### Data provided
_ _ _ _
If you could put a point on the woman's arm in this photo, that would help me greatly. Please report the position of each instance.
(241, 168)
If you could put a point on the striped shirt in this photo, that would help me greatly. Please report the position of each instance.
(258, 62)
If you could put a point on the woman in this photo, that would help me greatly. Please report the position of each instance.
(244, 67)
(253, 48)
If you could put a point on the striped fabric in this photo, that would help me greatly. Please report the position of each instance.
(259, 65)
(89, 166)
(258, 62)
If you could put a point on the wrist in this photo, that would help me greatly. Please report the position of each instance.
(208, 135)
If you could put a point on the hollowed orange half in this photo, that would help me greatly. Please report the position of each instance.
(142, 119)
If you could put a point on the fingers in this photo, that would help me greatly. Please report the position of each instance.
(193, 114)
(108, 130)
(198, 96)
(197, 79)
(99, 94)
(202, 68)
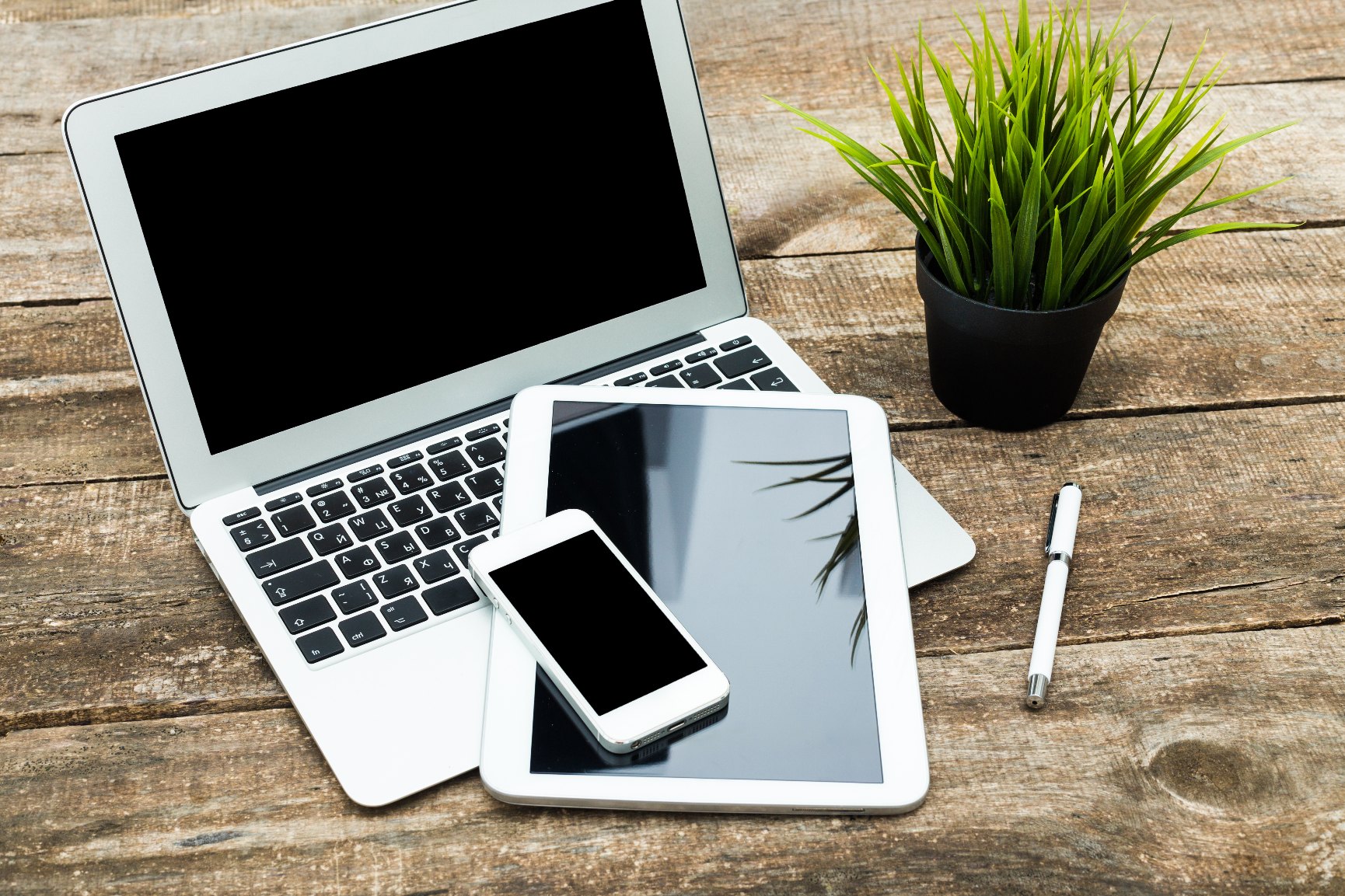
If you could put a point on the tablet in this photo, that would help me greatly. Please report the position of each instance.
(767, 522)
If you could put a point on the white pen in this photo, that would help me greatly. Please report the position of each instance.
(1060, 548)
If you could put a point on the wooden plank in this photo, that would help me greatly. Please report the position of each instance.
(821, 50)
(1231, 320)
(747, 49)
(787, 193)
(790, 193)
(1200, 765)
(1192, 522)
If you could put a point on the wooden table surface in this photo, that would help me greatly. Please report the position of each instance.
(1195, 739)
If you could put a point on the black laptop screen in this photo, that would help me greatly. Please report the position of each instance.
(339, 241)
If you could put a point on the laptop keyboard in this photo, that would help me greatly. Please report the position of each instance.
(383, 549)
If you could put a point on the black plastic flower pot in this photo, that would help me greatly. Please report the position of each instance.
(1006, 369)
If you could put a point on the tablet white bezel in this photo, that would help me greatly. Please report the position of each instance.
(508, 735)
(90, 128)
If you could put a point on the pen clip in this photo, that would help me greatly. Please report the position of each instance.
(1050, 524)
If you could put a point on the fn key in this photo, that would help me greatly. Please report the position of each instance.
(319, 645)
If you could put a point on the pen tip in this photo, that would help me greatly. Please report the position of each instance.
(1037, 690)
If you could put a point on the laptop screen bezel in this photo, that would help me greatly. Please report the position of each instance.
(197, 475)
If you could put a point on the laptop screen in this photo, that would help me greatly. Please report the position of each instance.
(326, 245)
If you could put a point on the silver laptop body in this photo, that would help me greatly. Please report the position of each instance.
(335, 264)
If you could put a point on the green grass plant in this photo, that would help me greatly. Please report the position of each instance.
(1063, 152)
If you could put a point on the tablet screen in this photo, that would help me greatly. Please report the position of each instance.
_ _ _ _
### Required work
Using the material above, set down every line exactly, but skip the pictures.

### The output
If you could put a point on the woman's arm in this photo, that would help me greatly. Please report the position of each instance.
(241, 168)
If you could put a point on the striped shirt in this photo, that would help me greatly. Please report the position of each instance.
(258, 62)
If you could put a point on the woman in this photo, that would help me greatly. Please report the position of each instance.
(244, 67)
(253, 48)
If you could put a point on the striped fabric in this photo, that would help me greatly. Please report the position of each instance.
(259, 65)
(89, 166)
(258, 62)
If you could put a point on the wrist in this photo, that would help me greatly. Please report the position of each instance.
(208, 135)
If you could put a point on the hollowed orange half in this photo, that would help me greatly. Please report the position of each instance.
(142, 119)
If you could put a point on the fingers in this photo, that would help me greatly. Please report the position of each instance.
(193, 114)
(108, 130)
(198, 96)
(197, 79)
(99, 94)
(202, 68)
If you could put a point on the tablet in this photo, that would help me greatly. Please report the position of each instance.
(767, 522)
If you could put a point on the white pen in this photo, that would help me greatly. Please report the position of each instance.
(1060, 548)
If you could put a point on the wooden plank in this photo, that would help me greatly. Please report the position of each instance.
(821, 50)
(1231, 320)
(747, 49)
(787, 193)
(790, 193)
(1200, 765)
(1192, 522)
If you could put a point on the wooden table surface in this photo, that would help me greatly. Please report the position of each instance.
(1195, 739)
If you could put a point on the black laptop screen in this photo, that would help me greatly. Please report the position of each instance.
(339, 241)
If you could put a point on the laptop keyboard in this photo, that would help me greatly. Please report the position of each instance.
(383, 549)
If you could put a point on the black plastic flower pot in this photo, that would help me greatly. Please report the position of each instance.
(1006, 369)
If you could put a point on the tablet white bezel in this photo, that would help me greatly. Please report the position of each instance.
(508, 735)
(90, 128)
If you could put a point on the pen clip in this photo, that would help me greatly. Please report the position of each instance.
(1050, 524)
If you could put a point on the fn key in this photo, that would help me greatly. Please report the position of each instance.
(319, 645)
If you could put a point on the pen tip in this photo, that would help me greatly. Please report the position of each instance.
(1037, 690)
If you could put a point on the laptop screen bezel in this photo, that would help me greatly. Please report the position of each instance.
(197, 475)
If you could put a point on the laptop screen in this photo, that would help me greatly. Please report the position of each instance.
(326, 245)
If you could put a point on the silver laptop body in this photo, that would help me greatly. Please report the position of each instance.
(335, 264)
If you could put a point on the green grass plant in this photo, that would help me greatly. Please report the position of each instance.
(1063, 152)
If you could put a point on the tablet screen in this photo, that would help me greatly. Please report the position of each instance.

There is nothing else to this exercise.